### Exercise
Continue the article on Whitney Houston and Bobby Brown's tenth wedding anniversary, picking up after its last sentence.

An imperfect 10: Whitney and Bobby, a decade later
By Rene E Graham, Globe Staff, 7/16/2002

On Thursday, Whitney Houston and Bobby Brown will celebrate their - gasp! - 10th wedding anniversary.

Who'd a thunk it? Let's face it: When Whitney, then America's sugary R&B sweetheart, and Bobby, Boston's mercurial new-jack swinger, got hitched at her New Jersey mansion on July 18, 1992, few imagined their marriage would last 10 minutes, let alone 10 years. This seemed the most unlikely, even absurd celebrity coupling since Ethel Merman became Mrs. Ernest Borgnine in 1964. That misbegotten marriage lasted about a month, and no one expected much more from the union of Whitney and Bobby.

I certainly didn't. Ten years ago, I wrote ''Houston's gown, we've been told, took six months to complete. We'll let you know if the marriage lasts that long.'' Even though Whitney and Bobby had been dating for three years, some opined aloud that their marriage was little more than a business transaction and publicity stunt. For Whitney, it was viewed as the singer's last, best attempt to quell deathless rumors about her alleged lesbianism.

### Source data
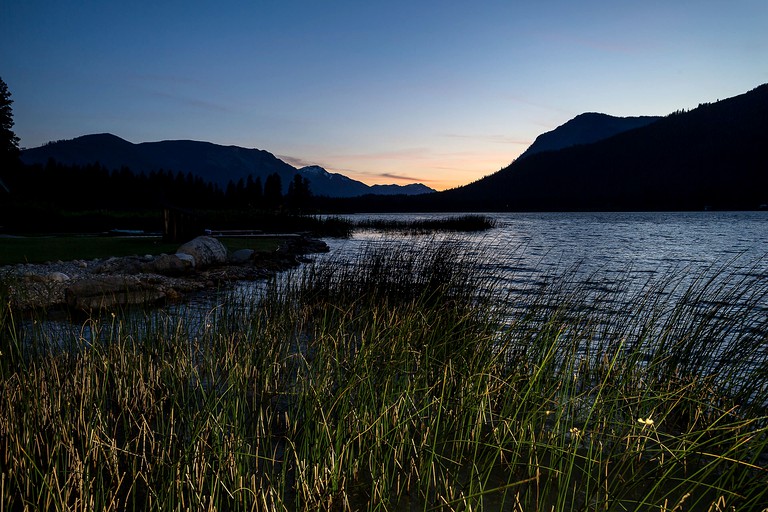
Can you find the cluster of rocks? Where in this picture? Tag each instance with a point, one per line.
(197, 265)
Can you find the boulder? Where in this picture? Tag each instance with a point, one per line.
(170, 265)
(111, 291)
(206, 250)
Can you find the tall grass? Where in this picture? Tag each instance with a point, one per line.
(398, 382)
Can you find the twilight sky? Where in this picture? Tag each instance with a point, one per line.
(439, 92)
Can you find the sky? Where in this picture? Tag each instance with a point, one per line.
(437, 92)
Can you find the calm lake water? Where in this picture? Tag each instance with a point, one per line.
(603, 248)
(615, 255)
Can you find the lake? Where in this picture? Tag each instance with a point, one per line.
(599, 249)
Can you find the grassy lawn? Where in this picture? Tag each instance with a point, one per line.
(39, 249)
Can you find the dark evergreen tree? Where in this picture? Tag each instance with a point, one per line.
(299, 194)
(273, 191)
(9, 142)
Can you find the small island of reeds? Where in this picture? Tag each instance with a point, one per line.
(400, 381)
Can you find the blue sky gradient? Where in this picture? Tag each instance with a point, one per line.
(440, 92)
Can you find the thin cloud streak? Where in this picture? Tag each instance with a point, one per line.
(497, 139)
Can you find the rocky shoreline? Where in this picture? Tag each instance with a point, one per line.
(201, 264)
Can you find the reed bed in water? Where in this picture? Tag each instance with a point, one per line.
(398, 382)
(464, 223)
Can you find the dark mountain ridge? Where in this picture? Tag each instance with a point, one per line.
(585, 129)
(212, 162)
(714, 156)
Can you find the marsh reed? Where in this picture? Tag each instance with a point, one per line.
(399, 381)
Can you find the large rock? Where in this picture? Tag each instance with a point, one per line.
(111, 291)
(170, 265)
(206, 250)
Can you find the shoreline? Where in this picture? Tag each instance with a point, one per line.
(88, 285)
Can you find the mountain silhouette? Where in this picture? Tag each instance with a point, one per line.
(212, 162)
(714, 156)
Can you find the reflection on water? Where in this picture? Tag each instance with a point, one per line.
(616, 256)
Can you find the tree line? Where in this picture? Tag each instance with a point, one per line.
(93, 186)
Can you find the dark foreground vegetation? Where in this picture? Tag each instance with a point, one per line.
(398, 381)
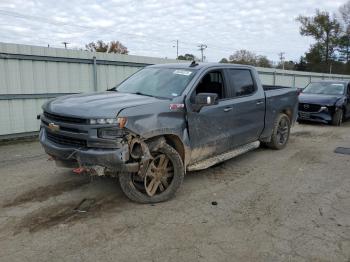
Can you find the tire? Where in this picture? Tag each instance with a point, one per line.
(337, 119)
(134, 187)
(281, 128)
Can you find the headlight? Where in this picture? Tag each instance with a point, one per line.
(122, 121)
(110, 133)
(103, 121)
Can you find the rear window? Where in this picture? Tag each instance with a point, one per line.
(241, 82)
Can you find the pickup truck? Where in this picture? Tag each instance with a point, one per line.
(165, 120)
(326, 101)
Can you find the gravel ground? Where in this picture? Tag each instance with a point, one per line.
(289, 205)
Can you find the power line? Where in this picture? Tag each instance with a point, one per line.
(160, 41)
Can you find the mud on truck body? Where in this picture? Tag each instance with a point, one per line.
(165, 120)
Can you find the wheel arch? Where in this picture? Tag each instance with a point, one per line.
(175, 142)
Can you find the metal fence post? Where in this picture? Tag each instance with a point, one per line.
(294, 78)
(95, 73)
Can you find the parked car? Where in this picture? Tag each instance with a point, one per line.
(165, 120)
(325, 101)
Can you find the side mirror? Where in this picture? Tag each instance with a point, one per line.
(206, 99)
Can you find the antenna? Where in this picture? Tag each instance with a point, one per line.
(202, 47)
(281, 55)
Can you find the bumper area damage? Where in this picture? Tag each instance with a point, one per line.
(132, 157)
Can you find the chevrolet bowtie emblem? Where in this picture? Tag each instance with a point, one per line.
(54, 127)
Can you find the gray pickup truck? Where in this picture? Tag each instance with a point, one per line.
(165, 120)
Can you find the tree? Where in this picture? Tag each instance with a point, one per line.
(246, 57)
(224, 60)
(325, 30)
(111, 47)
(287, 65)
(243, 57)
(262, 61)
(189, 57)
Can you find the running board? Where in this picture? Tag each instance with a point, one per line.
(203, 164)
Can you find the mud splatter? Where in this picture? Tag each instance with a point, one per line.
(66, 213)
(44, 192)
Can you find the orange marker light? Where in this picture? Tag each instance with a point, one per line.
(122, 121)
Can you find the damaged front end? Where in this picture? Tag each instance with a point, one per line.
(132, 155)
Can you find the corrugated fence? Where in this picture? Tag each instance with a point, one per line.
(29, 75)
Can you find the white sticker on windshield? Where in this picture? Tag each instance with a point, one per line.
(182, 72)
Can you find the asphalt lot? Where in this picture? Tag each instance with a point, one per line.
(290, 205)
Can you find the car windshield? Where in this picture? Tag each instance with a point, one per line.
(157, 82)
(325, 88)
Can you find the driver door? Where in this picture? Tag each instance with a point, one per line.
(210, 127)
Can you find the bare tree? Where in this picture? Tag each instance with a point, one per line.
(111, 47)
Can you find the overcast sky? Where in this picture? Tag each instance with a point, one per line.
(149, 28)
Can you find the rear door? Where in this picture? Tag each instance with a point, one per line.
(248, 106)
(210, 128)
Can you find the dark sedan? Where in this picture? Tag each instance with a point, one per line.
(325, 101)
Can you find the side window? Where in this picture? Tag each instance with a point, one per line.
(241, 82)
(212, 82)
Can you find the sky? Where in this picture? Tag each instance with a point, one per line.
(151, 27)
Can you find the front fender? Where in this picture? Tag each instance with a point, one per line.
(148, 121)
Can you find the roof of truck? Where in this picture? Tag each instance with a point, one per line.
(198, 65)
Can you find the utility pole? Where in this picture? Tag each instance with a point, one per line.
(281, 55)
(177, 49)
(65, 44)
(202, 47)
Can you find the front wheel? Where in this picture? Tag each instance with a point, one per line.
(161, 180)
(280, 132)
(337, 118)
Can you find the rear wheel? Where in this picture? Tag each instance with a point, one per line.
(337, 119)
(280, 132)
(161, 180)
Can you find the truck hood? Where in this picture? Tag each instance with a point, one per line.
(95, 105)
(325, 100)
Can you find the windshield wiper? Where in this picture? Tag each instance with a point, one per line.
(113, 89)
(143, 94)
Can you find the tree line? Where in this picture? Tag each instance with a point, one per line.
(330, 52)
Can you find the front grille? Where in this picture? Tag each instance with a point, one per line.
(67, 129)
(304, 115)
(64, 140)
(65, 119)
(309, 107)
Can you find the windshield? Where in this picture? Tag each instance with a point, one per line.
(325, 88)
(157, 82)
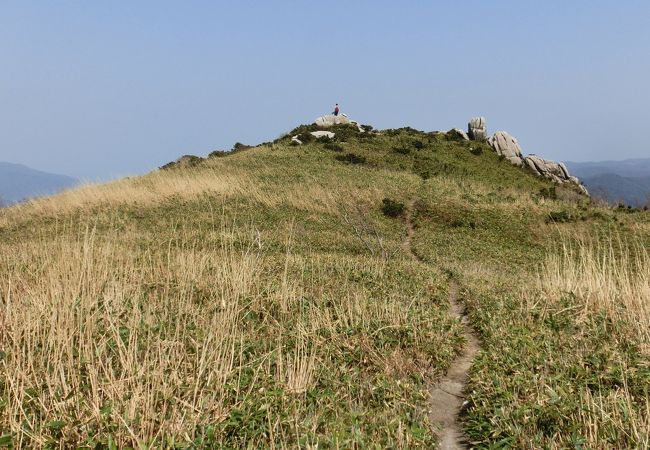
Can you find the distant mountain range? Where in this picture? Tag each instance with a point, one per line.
(616, 181)
(18, 182)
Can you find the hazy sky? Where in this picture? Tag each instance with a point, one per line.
(100, 89)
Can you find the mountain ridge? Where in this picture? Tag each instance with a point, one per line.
(19, 182)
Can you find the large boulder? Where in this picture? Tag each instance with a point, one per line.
(460, 133)
(330, 119)
(322, 133)
(550, 169)
(507, 146)
(477, 129)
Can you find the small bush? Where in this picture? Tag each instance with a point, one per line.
(333, 147)
(392, 208)
(218, 154)
(454, 135)
(418, 145)
(183, 161)
(351, 158)
(562, 216)
(402, 150)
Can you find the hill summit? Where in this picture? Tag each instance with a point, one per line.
(338, 287)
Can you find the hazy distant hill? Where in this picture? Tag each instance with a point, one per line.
(614, 181)
(18, 182)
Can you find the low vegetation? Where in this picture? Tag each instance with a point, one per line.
(265, 299)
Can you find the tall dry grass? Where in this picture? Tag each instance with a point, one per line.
(608, 276)
(99, 340)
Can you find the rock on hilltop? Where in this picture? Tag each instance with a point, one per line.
(508, 147)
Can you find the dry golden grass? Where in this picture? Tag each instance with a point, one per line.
(93, 333)
(107, 340)
(609, 276)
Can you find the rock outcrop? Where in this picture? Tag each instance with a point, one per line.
(506, 146)
(461, 133)
(477, 129)
(330, 120)
(321, 133)
(552, 170)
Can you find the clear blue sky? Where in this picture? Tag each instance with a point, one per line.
(100, 89)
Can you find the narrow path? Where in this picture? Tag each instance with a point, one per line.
(447, 395)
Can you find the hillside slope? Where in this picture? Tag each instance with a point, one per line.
(625, 181)
(269, 298)
(18, 182)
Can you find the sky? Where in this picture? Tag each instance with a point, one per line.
(98, 90)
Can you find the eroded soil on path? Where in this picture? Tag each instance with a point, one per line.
(447, 395)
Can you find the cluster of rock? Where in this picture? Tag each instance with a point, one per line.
(326, 122)
(508, 147)
(341, 119)
(316, 134)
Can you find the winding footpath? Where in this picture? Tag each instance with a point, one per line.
(447, 396)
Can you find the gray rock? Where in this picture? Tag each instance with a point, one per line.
(461, 133)
(507, 146)
(319, 134)
(330, 119)
(552, 170)
(342, 119)
(477, 129)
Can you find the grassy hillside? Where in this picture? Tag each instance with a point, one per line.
(265, 298)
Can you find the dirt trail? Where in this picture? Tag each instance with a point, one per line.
(447, 395)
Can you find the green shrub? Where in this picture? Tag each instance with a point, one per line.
(418, 145)
(562, 216)
(333, 147)
(454, 135)
(306, 137)
(548, 192)
(402, 150)
(219, 153)
(183, 161)
(239, 147)
(351, 158)
(392, 208)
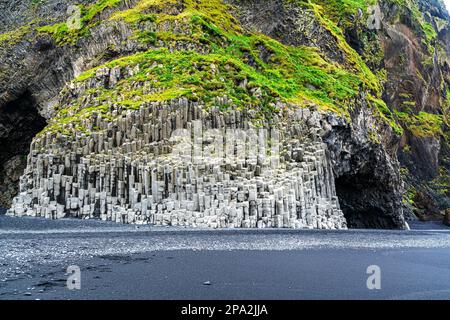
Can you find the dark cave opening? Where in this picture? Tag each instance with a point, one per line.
(20, 121)
(364, 202)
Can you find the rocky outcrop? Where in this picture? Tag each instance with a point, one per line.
(124, 95)
(156, 165)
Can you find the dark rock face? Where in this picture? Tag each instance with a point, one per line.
(19, 123)
(368, 183)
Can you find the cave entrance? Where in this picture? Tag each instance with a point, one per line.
(364, 202)
(20, 121)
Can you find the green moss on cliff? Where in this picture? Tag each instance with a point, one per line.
(422, 124)
(63, 33)
(251, 69)
(13, 37)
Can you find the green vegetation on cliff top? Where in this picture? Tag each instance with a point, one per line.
(253, 68)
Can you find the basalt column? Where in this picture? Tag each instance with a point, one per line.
(20, 121)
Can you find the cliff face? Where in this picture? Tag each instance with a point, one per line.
(225, 114)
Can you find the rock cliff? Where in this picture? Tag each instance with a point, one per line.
(270, 113)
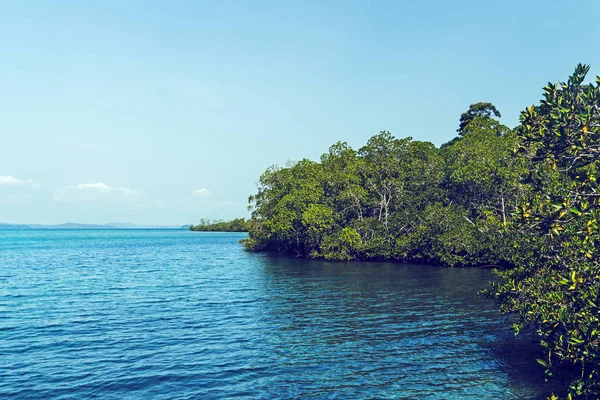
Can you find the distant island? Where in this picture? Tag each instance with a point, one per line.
(235, 225)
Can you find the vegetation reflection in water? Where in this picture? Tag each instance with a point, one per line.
(163, 314)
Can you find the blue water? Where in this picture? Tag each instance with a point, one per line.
(140, 314)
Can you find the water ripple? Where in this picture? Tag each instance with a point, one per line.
(175, 314)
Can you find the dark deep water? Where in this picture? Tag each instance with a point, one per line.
(139, 314)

### Answer to the problem
And for Bobby, it was a positive boost to a career that had slipped since his heady days when he enjoyed major success first as a member of New Edition, then as a solo artist with such hits as ''My Prerogative'' and ''Don't Be Cruel'' in the late 1980s. Their marriage was also tagged as an antidote to Bobby's reputation as a hell-raiser. He'd fathered three children by two women, and he always seemed to be in some dust-up with the authorities.

Yet Whitney and Bobby, who have a daughter, Bobbi Christina, have outlasted the snakebitten trifecta of Jennifer Lopez and her first husband, hunky waiter-model Ojani Noa; J. Lo and P. Diddy, hip-hop mogul and lovesick fool; and Jennifer and her backup dancer/second husband, Mr. Jennifer Lopez, otherwise known as Cris Judd.

Of course, the Browns - now there's a ''reality'' TV show I'd like to see - have also inspired a two-hour ''E! True Hollywood Story'' episode and enough tabloid stories to lap the world twice. Marriage didn't curb his wild ways; instead Bobby, now 33, seemed to get in even more trouble. Then again, with his singing career all dried up, he had to do something to fill his days. He cracked up cars (usually Whitney's), punched out people in clubs, drifted in and out of rehab for various substances, and, in 2000, spent time in a Florida prison on a probation violation. Last month, he was briefly hospitalized for an undisclosed infection.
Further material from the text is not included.